Goal:
Output all lines exactly.

Dataset records:

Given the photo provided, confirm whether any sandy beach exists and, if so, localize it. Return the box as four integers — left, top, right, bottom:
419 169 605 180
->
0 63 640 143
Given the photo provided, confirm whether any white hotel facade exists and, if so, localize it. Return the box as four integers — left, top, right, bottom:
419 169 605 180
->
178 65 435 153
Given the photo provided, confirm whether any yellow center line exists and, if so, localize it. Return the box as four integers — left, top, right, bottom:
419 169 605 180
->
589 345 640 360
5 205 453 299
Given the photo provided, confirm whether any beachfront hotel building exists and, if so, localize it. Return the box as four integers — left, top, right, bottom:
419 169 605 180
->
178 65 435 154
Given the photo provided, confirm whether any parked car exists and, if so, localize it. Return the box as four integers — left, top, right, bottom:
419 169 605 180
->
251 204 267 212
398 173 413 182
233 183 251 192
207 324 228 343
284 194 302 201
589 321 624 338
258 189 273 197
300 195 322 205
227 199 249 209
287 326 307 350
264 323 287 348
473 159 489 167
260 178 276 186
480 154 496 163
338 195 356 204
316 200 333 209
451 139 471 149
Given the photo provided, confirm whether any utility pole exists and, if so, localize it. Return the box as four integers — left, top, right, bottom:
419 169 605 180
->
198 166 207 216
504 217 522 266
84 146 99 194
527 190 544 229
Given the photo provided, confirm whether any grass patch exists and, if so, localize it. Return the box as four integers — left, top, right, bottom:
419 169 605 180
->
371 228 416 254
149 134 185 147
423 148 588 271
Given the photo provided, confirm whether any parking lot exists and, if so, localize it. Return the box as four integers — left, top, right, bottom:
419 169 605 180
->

Response to the exercise:
Given the photo provided, confirm whether any sandy beach exists and, if so, localize it. Return the box as four integers — left, top, right, bottom:
419 169 605 180
->
0 63 640 143
Given the photo provided, confirm whether any white hotel facade exists and, if so, localize it. Return the box as four integers — left, top, right, bottom:
419 169 605 180
->
178 65 435 153
Given the photo provided, confirm whether any yellow center line exists and, if so, localize it. Return the box as four integers — left, top, right, bottom:
419 169 605 180
->
589 345 640 360
5 205 453 299
Given the photo provided, confirm whether any beachfront hotel building exists and, if so, localize it. Return the box as four integers — left, top, right, bottom:
419 169 605 180
->
178 65 435 154
Given the photo provided, confirm whether any parked car exists and, if so, localize it. Return the box as four integers — left, top, right, bottom:
419 169 605 180
->
251 204 267 212
398 173 413 182
233 183 251 192
207 324 228 343
284 194 302 201
589 321 624 338
258 189 273 197
300 195 322 205
227 199 249 209
287 326 307 350
264 323 287 348
473 159 489 167
260 178 276 186
480 154 496 163
338 195 356 204
316 200 333 209
451 139 471 149
Given the photo provided, confirm whether any utility pole exists and, if so, localize it. Return the box as four integers — left, top, right, bottom:
419 169 605 180
->
198 166 207 216
504 217 522 266
84 146 99 194
527 190 544 229
Given the photo provided, confirm whether any grass patch exists and, if so, localize it. Return the box as four integers — left, top, right, bottom:
419 169 605 180
->
371 228 416 254
149 134 185 147
423 148 588 271
Given the photo provided, confirm whether any parking lot exists and, if so, localize it. Return the box as four integers — left, top, right, bottom:
419 169 605 180
->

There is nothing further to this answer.